[[ Excerpted passage, beginning ]]
But it was so slow. The air was cold and clean, the dust from the explosion had settled, and Mark noted that there were no flies to swipe away from his wounds. But he was hot now, and the pain and the pins and needles had merged into one and the temptation to drift away from it all was overwhelming, but still they shouted and crept towards him. After ten minutes the team medic got through. Just in time. Mark’s stumps had started to ooze blood, and soon his body would lose control of its circulation. Shock setting in. Deadly cascade resuming, death back on the clock. The medic put tourniquets on each limb remnant and dressings on whatever injuries he could see. He jabbed a needle into Mark’s remaining intact arm and squeezed the plastic bag to force the contents into the vein: resuscitation fluids and analgesia, life and time.
Then a canvas stretcher, two of the unit picking him up to put him on it and the pain back, pure and extreme. Mark roared out. His right foot was still attached to his leg by a thick muscle, somehow not torn in two by the blast, and it had been left behind as they gathered him up because they thought it had been blown clean off, but it hadn’t and now it was dragging behind them in the dirt, all the nerves in the muscle screaming back at the brain. So Mark reached over the side of the stretcher for his own foot and found it with his one good hand, and grabbed it himself while they still bumped along, and cradled it on his stomach, with the muscle stretched and scraped and caked in dust flapping across him, and he kept hugging the boot, clenching his eyes closed, trying to drift somewhere else. A vehicle came forward, and they loaded him up, but there was no paved road, and so they sped and bumped through the ruts. They kept shouting at him to keep him with them, awake all the way to base; even when the vehicle missed a gear and slammed forward, one of the soldiers instinctively grabbing Mark’s exposed femur, pinning him in place by his own leg bone. Nothing for this pain in the CMT’s Bergan, nothing anywhere.
Then stop, unload, Mark still holding his foot, carry him forward. Inside the base the helicopter appeared over the perimeter wall, coming in low and fast, swivelling round to land as the bay door opened close to the bearer party. Loading, hand signals in the noise mêlée over his head, confusion, but a handover. By now Mark was failing, drifting to black; the very last thing he remembered was sensing the wind from the helicopter’s rotor blades and the smell and heat of the turbine exhaust and burned jet fuel, as they carried him into the darkness of the interior.
[[ Excerpted passage, end ]]
[[ Extracted records, beginning ]]
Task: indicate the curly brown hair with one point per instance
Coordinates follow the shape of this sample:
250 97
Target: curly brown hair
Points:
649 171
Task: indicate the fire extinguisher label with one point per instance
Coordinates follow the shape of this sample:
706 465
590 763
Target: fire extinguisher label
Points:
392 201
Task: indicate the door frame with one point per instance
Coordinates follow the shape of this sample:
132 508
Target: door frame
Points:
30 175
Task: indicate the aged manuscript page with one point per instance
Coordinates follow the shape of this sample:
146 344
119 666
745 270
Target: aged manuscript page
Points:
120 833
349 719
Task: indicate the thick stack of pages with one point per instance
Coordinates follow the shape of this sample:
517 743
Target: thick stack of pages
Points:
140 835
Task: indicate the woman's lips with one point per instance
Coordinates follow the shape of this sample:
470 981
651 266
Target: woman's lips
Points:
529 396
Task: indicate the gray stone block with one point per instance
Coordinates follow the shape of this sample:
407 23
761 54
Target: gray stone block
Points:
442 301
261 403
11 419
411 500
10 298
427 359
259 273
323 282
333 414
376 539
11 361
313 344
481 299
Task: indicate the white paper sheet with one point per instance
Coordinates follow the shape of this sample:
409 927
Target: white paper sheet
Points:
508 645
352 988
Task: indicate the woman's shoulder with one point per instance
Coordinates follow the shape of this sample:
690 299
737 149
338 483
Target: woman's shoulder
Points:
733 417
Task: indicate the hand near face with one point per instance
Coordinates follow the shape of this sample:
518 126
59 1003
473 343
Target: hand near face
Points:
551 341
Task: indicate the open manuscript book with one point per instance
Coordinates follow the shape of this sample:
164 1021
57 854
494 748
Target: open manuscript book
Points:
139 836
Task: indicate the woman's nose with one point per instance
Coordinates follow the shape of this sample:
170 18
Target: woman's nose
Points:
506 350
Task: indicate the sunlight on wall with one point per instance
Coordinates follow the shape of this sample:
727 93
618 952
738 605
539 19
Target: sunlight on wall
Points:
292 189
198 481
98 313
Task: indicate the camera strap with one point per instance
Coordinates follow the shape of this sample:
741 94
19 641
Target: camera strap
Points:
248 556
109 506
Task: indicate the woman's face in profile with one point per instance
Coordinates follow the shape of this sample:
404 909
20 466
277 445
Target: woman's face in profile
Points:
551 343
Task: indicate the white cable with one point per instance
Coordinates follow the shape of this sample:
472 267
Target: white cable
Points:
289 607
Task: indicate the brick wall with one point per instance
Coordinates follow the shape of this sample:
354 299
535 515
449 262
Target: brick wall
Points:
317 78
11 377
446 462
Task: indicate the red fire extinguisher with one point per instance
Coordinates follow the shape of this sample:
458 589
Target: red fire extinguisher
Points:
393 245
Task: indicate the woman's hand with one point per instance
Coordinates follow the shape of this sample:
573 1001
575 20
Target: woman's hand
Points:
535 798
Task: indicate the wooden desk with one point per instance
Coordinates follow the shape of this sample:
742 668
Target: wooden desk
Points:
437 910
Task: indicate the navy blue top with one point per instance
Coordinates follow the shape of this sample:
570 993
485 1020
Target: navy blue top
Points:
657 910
[[ Extracted records, end ]]
[[ Extracted records, beginning ]]
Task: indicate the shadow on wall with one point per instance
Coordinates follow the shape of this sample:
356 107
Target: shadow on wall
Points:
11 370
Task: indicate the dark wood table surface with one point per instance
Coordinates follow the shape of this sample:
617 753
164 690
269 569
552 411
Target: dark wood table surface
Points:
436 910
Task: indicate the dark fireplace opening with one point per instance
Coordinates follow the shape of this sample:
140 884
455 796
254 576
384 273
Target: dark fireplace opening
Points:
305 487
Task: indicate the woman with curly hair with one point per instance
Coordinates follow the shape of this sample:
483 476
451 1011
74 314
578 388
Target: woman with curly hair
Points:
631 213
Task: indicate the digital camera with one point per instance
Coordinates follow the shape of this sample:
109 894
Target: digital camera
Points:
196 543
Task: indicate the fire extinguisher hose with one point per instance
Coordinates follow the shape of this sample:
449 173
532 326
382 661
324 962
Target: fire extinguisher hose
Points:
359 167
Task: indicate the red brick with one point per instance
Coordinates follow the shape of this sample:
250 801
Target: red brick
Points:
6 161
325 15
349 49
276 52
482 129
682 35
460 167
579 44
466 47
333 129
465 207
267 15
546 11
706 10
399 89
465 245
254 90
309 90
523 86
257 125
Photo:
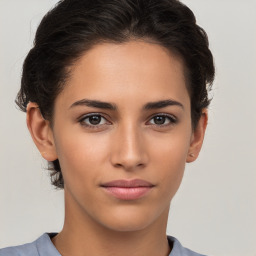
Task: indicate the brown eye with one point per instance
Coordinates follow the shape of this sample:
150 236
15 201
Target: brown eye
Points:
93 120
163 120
[[ Extracted records, end ]]
## Instructions
A) According to the passage about Mark's evacuation, what were all the actions the team medic took on reaching Mark?
B) Duplicate the passage about Mark's evacuation from "But it was so" up to and including "life and time.".
C) In the passage about Mark's evacuation, how long did it take the team medic to get through to Mark?

## Problem solutions
A)
- He put tourniquets on each limb remnant.
- He put dressings on whatever injuries he could see.
- He jabbed a needle into Mark's remaining intact arm.
- He squeezed the plastic bag to force resuscitation fluids and analgesia into the vein.

B)
But it was so slow. The air was cold and clean, the dust from the explosion had settled, and Mark noted that there were no flies to swipe away from his wounds. But he was hot now, and the pain and the pins and needles had merged into one and the temptation to drift away from it all was overwhelming, but still they shouted and crept towards him. After ten minutes the team medic got through. Just in time. Mark’s stumps had started to ooze blood, and soon his body would lose control of its circulation. Shock setting in. Deadly cascade resuming, death back on the clock. The medic put tourniquets on each limb remnant and dressings on whatever injuries he could see. He jabbed a needle into Mark’s remaining intact arm and squeezed the plastic bag to force the contents into the vein: resuscitation fluids and analgesia, life and time.

C) Ten minutes.